→ **TEXT SEGMENT**:
※ ※ ※
Beyond Buffett: A New Era for Berkshire Hathaway
"There are very few CEOs who want to make their successor’s job easy," says Berkshire director Chris Davis, "that feel a sense of duty to their successor nearly as much as Warren and Charlie have."
Christopher Davis — a longtime Berkshire Hathaway shareholder turned director — remains one of the conglomerate’s most articulate and passionate champions.
Someday, hopefully not too soon, it will be up to the board to safeguard Berkshire’s unique culture. It’s a weighty responsibility that Davis cheerfully embraces. Of all the directors, I find his insights most clearly offer a window into the soul of Berkshire.
Following Warren Buffett’s retirement announcement last month — a moment that sent shockwaves through the financial world — Davis joined “The Compound and Friends” podcast to unpack the emotional weight of that day in Omaha.
But, despite being a self-confessed “card-carrying member of the Berkshire cult”, he did not sound overly shocked by the news.
“If you went to see Babe Ruth playing late in his career — if he was 44 years old and he had won the World Series — and he announced his retirement, it would be both a surprise and not a surprise,” said Davis. “The funny thing is I was sitting next to my dad when [Buffett] made the announcement and I was sitting next to my dad at my first Berkshire meeting. I went back to that first meeting and realized that I’m older today than Warren was at that meeting — and one of the questions I asked him at that meeting was ‘What about succession?’”
“When Charlie died,” continued Davis, “he was 99-and-three-quarters. Who could be surprised to get that phone call? And yet he was also eternal. He was so timeless and he had been so much a part of our universe for so long, that in a way it was like a parent being gone. It’s natural in the order of things, but also for your whole existence they’ve been there so it feels very unnatural.”
I’m expecting 2026 to feel very unnatural without Warren or Charlie at the helm.
But we all knew this day was coming — and Davis touched on two critical points during this interview that highlight Berkshire’s resilience and Buffett’s foresight in preparing his company for a long future without him.
Whenever he’s asked about how Berkshire Hathaway will fare without Warren Buffett’s guiding hand, Chris Davis usually draws a historical parallel to Standard Oil, a business empire that thrived long after John D. Rockefeller’s exit.
“If I were to ask you to name the second or third CEO of Standard Oil,” he said, “I bet you’d be hard-pressed [to answer]. Yet Standard Oil was among the most valuable companies on Earth for thirteen decades — because it was built to last.”
※ ※ ※
→ **PROVIDED INFORMATION**:
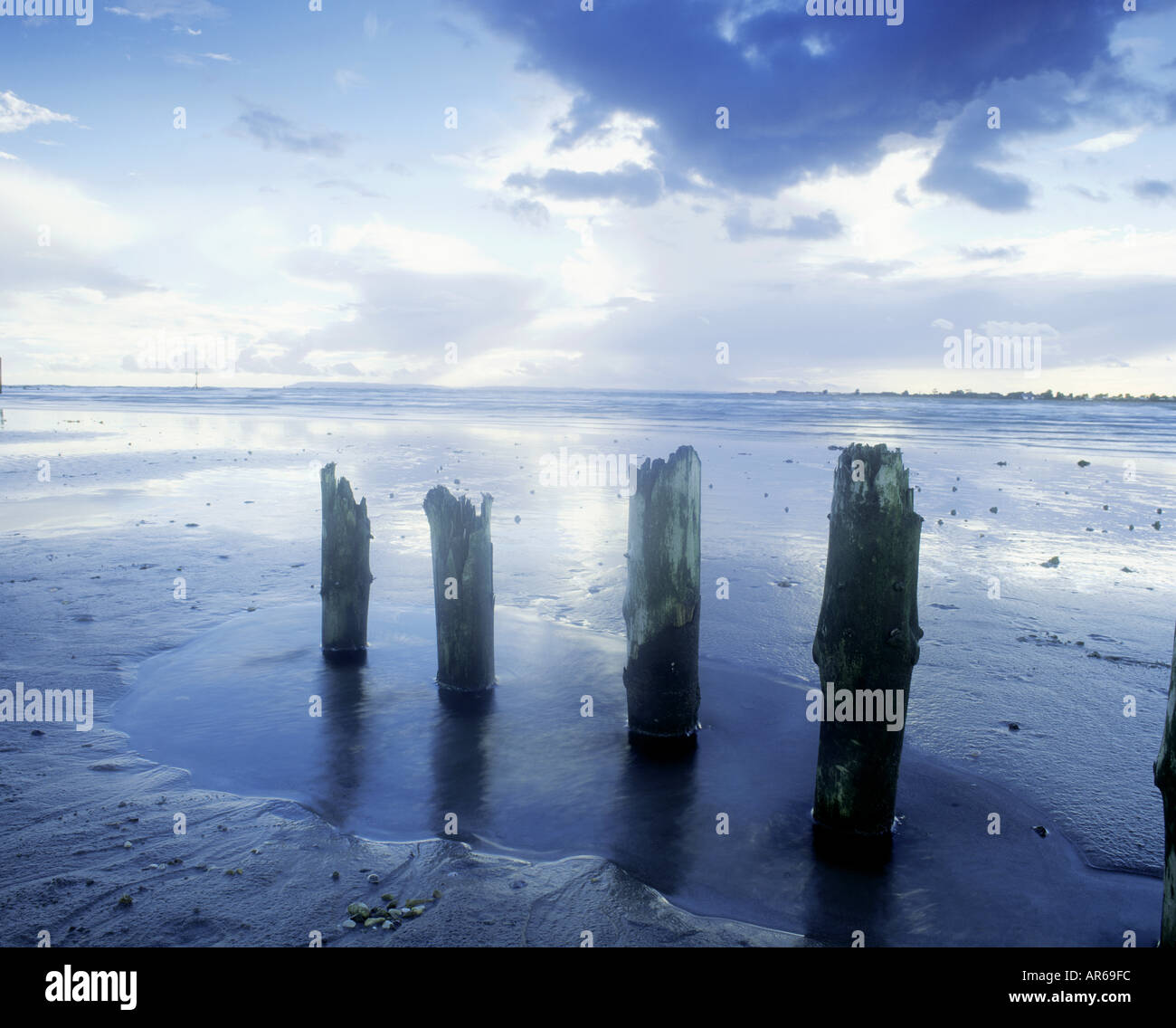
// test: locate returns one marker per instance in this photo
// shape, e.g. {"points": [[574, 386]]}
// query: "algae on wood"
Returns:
{"points": [[346, 571], [462, 588], [867, 636], [663, 596], [1164, 772]]}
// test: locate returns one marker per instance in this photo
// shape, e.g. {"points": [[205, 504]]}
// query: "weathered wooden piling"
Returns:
{"points": [[867, 642], [663, 597], [1164, 772], [462, 588], [346, 571]]}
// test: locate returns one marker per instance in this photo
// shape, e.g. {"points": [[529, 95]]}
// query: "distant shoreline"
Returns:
{"points": [[889, 395]]}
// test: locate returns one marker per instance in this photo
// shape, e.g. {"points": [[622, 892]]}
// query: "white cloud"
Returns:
{"points": [[407, 248], [16, 114], [346, 79], [1112, 140]]}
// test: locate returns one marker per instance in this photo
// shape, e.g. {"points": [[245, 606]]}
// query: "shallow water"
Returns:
{"points": [[216, 480], [392, 757]]}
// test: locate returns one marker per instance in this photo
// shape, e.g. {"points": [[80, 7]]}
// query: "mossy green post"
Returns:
{"points": [[663, 596], [346, 571], [462, 588], [1164, 771], [867, 636]]}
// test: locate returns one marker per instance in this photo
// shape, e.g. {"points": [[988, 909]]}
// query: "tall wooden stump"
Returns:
{"points": [[867, 640], [462, 588], [346, 571], [663, 597], [1164, 771]]}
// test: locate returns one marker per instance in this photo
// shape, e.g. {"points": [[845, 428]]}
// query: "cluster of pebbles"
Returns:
{"points": [[387, 917]]}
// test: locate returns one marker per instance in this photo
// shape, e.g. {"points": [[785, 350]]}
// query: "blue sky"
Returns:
{"points": [[522, 192]]}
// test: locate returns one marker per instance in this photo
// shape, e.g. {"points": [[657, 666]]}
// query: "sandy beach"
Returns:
{"points": [[219, 490]]}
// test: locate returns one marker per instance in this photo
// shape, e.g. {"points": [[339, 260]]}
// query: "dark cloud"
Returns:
{"points": [[530, 212], [792, 112], [1152, 189], [631, 184], [1089, 195], [826, 224], [274, 132]]}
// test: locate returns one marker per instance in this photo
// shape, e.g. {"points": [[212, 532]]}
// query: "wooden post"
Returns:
{"points": [[462, 588], [346, 571], [663, 597], [867, 642], [1164, 772]]}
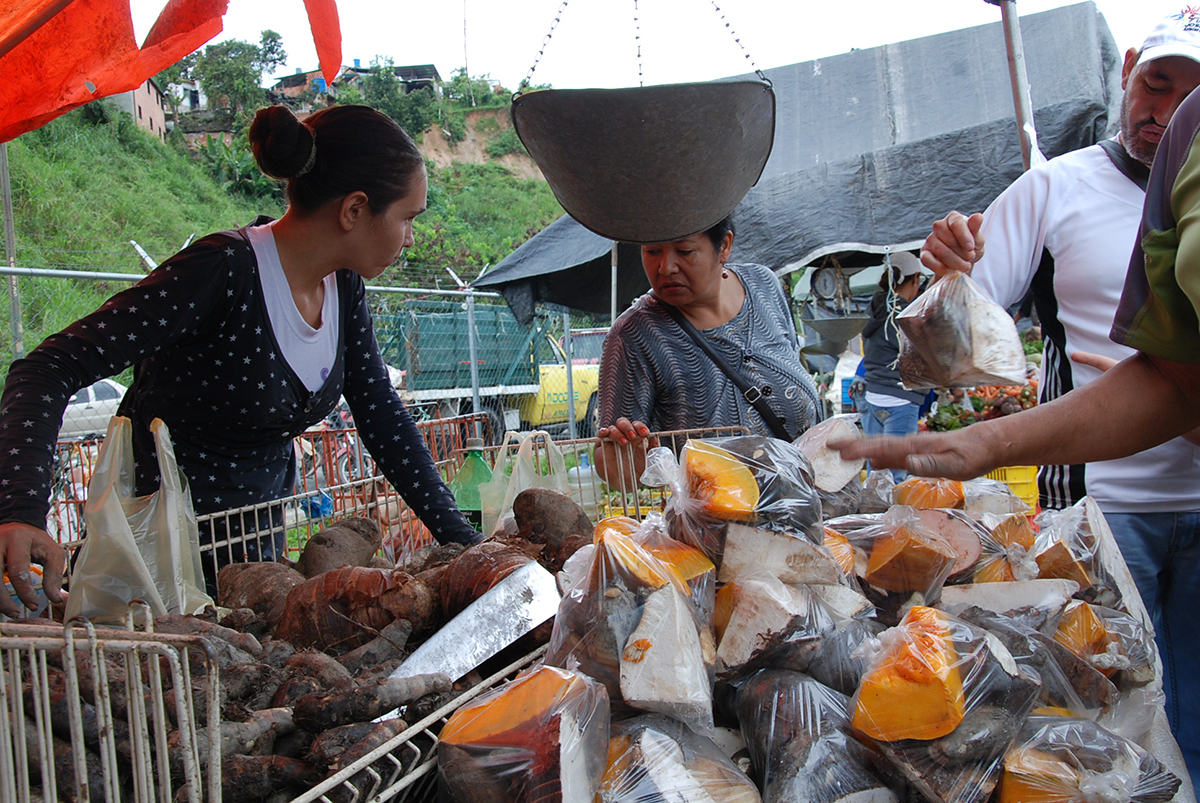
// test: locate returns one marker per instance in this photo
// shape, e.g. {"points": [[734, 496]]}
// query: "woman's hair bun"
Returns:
{"points": [[283, 145]]}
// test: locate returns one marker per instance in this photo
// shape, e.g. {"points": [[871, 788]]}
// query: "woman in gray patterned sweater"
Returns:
{"points": [[654, 377]]}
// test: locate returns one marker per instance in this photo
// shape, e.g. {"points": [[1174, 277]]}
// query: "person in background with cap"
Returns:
{"points": [[1066, 229], [891, 408]]}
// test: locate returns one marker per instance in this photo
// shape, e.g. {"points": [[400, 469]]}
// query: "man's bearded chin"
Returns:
{"points": [[1138, 148]]}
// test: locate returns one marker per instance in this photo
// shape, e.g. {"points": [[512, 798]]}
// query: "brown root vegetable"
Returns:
{"points": [[347, 543], [231, 647], [262, 587], [389, 645], [346, 607], [474, 571], [322, 667], [255, 778], [245, 619], [329, 745], [318, 712], [295, 688], [551, 519]]}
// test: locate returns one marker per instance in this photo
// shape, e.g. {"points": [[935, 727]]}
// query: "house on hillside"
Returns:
{"points": [[148, 107]]}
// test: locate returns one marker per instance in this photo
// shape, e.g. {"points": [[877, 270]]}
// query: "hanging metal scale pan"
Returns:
{"points": [[649, 163]]}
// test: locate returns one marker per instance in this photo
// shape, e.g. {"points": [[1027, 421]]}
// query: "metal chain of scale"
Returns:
{"points": [[637, 39]]}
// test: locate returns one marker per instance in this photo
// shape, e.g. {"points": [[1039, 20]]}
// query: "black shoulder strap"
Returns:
{"points": [[751, 394], [1129, 167]]}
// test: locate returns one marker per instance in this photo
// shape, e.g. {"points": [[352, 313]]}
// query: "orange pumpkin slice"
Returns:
{"points": [[925, 493], [916, 689], [720, 481], [909, 559], [840, 549], [1081, 631], [995, 567]]}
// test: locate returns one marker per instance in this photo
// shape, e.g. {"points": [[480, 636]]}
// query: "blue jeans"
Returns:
{"points": [[891, 420], [1163, 553]]}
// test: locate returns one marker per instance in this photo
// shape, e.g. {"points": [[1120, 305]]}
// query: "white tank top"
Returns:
{"points": [[309, 352]]}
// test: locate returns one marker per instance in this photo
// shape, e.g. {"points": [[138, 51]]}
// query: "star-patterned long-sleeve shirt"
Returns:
{"points": [[208, 364]]}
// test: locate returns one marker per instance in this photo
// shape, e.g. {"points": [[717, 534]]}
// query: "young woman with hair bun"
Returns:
{"points": [[241, 342]]}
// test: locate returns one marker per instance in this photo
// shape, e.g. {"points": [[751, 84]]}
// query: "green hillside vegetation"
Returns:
{"points": [[90, 181]]}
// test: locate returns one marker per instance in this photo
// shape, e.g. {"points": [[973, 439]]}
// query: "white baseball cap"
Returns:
{"points": [[1176, 35]]}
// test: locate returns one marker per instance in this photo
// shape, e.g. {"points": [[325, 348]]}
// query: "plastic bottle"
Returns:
{"points": [[465, 484]]}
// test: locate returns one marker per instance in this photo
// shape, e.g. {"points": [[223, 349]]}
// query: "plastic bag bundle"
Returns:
{"points": [[942, 701], [655, 760], [689, 563], [765, 622], [831, 473], [954, 336], [928, 492], [877, 491], [1069, 687], [1111, 641], [1067, 546], [543, 736], [630, 623], [905, 556], [1063, 760], [1007, 549], [755, 480], [796, 732], [983, 495]]}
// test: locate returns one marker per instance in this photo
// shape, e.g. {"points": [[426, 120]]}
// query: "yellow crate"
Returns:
{"points": [[1023, 480]]}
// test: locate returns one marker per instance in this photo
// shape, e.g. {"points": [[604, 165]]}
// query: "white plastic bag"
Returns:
{"points": [[516, 473], [137, 547]]}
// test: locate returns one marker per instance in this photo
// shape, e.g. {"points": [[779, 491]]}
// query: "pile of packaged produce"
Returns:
{"points": [[786, 631]]}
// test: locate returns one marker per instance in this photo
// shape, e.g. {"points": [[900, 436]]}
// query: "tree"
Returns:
{"points": [[232, 71]]}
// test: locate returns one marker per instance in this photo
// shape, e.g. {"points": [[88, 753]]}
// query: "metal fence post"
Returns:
{"points": [[10, 249], [570, 373], [474, 359]]}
※ ※ ※
→ **DIRECTIONS**:
A) In the Berkshire Hathaway article, which business empire does Chris Davis usually point to when asked how Berkshire will fare without Buffett?
B) Please pick up the Berkshire Hathaway article after its final sentence and keep writing it.

→ **TASK-BY-TASK ANSWERS**:
A) Standard Oil.

B)
That’s no knock on Greg Abel, but a little reassurance about the nameless men and women who will follow him. A business as robust as Berkshire — a mosaic of carefully chosen enterprises across a wide variety of industries — does not need a larger-than-life leader forever. Buffett laid the granite foundation and now it’s up to his successors to keep the machine humming along.
Davis pinpointed two pillars of Standard Oil’s longevity that eerily mirror Berkshire. “[Rockefeller] built and put together incredibly long-lived assets,” he said. “And that ties to the second point about Exxon (a direct descendant of Standard Oil), that it was also built with a very idiosyncratic culture that resisted Wall Street. Remember, the old saying at Exxon was ‘[We see] governments come and go’. It was a long-term, rational culture that resisted fads. I would say those two things — without any cult of personality after John D. Rockefeller — enabled to this very day Exxon to be one of the most valuable companies on Earth.”
(In particular, Davis lauded the oil company’s executive compensation plan that can sometimes vest up to ten years after a person’s retirement. “That’s unique in Corporate America,” he noted.)
Berkshire, likewise, is a cult of rationality rather than personality. While most public companies bow to convention and hold quarterly earnings calls or issue guidance on future performance, Berkshire sidesteps that noise entirely.
Instead, Buffett communicates directly with shareholders through his annual letters and those unscripted, marathon Q&A sessions in Omaha each spring. Small deviations from the norm that forge a bond of trust with shareholders and prioritize long-term value creation over fleeting market applause.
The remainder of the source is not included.